* DIRECTIONS FOR THIS TASK
Give back every entry below, unchanged.
----------
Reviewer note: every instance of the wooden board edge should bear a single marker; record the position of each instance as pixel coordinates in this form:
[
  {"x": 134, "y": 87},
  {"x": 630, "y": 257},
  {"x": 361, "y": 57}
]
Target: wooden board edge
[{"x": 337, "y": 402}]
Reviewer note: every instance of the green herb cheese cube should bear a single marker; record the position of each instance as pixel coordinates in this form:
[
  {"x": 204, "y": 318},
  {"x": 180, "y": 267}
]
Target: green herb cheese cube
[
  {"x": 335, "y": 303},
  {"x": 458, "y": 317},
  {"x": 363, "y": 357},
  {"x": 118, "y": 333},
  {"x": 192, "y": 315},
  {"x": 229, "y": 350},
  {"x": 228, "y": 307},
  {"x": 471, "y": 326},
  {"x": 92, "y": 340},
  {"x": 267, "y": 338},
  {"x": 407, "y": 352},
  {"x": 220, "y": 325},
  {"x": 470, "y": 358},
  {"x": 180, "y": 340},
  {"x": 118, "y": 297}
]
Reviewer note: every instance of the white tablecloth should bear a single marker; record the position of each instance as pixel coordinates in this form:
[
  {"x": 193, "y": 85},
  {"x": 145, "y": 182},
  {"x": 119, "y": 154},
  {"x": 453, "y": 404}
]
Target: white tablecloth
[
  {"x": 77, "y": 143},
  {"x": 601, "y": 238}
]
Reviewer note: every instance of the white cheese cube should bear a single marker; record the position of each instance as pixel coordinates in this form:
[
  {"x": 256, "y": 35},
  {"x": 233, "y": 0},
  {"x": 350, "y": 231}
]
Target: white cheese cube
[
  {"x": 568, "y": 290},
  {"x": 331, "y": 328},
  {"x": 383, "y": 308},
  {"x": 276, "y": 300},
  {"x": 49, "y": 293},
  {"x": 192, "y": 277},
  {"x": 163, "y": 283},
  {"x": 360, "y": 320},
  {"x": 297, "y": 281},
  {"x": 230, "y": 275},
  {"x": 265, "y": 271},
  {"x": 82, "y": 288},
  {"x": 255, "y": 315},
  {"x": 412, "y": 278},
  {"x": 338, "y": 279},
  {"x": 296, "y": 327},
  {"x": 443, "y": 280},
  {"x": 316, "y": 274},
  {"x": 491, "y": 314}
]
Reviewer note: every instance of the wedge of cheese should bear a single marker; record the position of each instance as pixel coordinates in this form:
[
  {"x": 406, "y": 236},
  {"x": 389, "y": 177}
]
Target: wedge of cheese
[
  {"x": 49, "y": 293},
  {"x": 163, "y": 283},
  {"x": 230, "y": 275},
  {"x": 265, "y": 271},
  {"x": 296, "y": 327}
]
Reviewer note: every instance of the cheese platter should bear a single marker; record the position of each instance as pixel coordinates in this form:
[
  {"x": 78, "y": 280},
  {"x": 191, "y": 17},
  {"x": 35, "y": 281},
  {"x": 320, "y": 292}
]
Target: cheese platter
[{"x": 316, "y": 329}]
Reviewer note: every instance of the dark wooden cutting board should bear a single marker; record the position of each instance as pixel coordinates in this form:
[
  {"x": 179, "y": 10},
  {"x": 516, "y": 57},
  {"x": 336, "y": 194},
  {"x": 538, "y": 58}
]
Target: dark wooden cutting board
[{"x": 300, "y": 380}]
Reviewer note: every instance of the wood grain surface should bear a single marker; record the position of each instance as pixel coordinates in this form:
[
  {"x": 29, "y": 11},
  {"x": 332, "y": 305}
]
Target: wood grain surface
----------
* OUTPUT OF THE TASK
Reviewer note: every instance of the wooden board edge should bear a single marker; record the position of each instance as pixel coordinates in this form:
[
  {"x": 134, "y": 87},
  {"x": 630, "y": 257},
  {"x": 361, "y": 57}
]
Target: wooden board edge
[{"x": 337, "y": 402}]
Reviewer note: every instance of the green herb cheese cube should bear a single marker; record the position of each instance as pixel coordinates in this form:
[
  {"x": 204, "y": 318},
  {"x": 180, "y": 267}
]
Target: green herb cheese cube
[
  {"x": 335, "y": 303},
  {"x": 458, "y": 317},
  {"x": 363, "y": 357},
  {"x": 118, "y": 333},
  {"x": 192, "y": 315},
  {"x": 229, "y": 350},
  {"x": 228, "y": 307},
  {"x": 471, "y": 326},
  {"x": 92, "y": 340},
  {"x": 267, "y": 338},
  {"x": 407, "y": 352},
  {"x": 220, "y": 325},
  {"x": 470, "y": 358},
  {"x": 180, "y": 340},
  {"x": 118, "y": 297}
]
Reviewer note: every instance of the white tablecloth should bear a single marker; record the position of each instance as pixel coordinates in this form:
[
  {"x": 193, "y": 85},
  {"x": 145, "y": 182},
  {"x": 119, "y": 154},
  {"x": 453, "y": 404}
]
Target: white tablecloth
[
  {"x": 77, "y": 143},
  {"x": 601, "y": 238}
]
Reviewer note: every instance of the white cheese cube should bear a single marker; record the position of each instance as pixel coordinates in this form:
[
  {"x": 256, "y": 35},
  {"x": 233, "y": 0},
  {"x": 350, "y": 231}
]
Target: white cheese cube
[
  {"x": 568, "y": 290},
  {"x": 331, "y": 328},
  {"x": 383, "y": 308},
  {"x": 276, "y": 300},
  {"x": 49, "y": 293},
  {"x": 192, "y": 277},
  {"x": 163, "y": 283},
  {"x": 360, "y": 320},
  {"x": 297, "y": 281},
  {"x": 230, "y": 275},
  {"x": 265, "y": 271},
  {"x": 82, "y": 288},
  {"x": 255, "y": 315},
  {"x": 412, "y": 278},
  {"x": 338, "y": 279},
  {"x": 296, "y": 327},
  {"x": 443, "y": 280},
  {"x": 316, "y": 274},
  {"x": 491, "y": 314}
]
Reviewer note: every instance of the wedge of cheese should bear a single marker; record the position of each instance as pixel coordinates in this form:
[
  {"x": 406, "y": 236},
  {"x": 389, "y": 177}
]
Target: wedge of cheese
[
  {"x": 49, "y": 293},
  {"x": 163, "y": 283},
  {"x": 230, "y": 275},
  {"x": 265, "y": 271},
  {"x": 296, "y": 327}
]
Reviewer note: every instance of the cheese platter should bear a single marker; record the position of each instance as pixel coordinates in this form:
[
  {"x": 78, "y": 280},
  {"x": 191, "y": 17},
  {"x": 35, "y": 281},
  {"x": 320, "y": 292}
]
Target: cheese platter
[{"x": 316, "y": 329}]
Reviewer note: every instance of the dark wooden cutting board should bear a single marker; record the position of each instance as pixel coordinates in this form:
[
  {"x": 179, "y": 10},
  {"x": 516, "y": 57},
  {"x": 336, "y": 194},
  {"x": 538, "y": 58}
]
Target: dark wooden cutting board
[{"x": 300, "y": 380}]
Reviewer note: every instance of the wood grain surface should bear a single marker; record the position of each instance as pixel coordinates in this form:
[
  {"x": 29, "y": 11},
  {"x": 332, "y": 305}
]
Target: wood grain surface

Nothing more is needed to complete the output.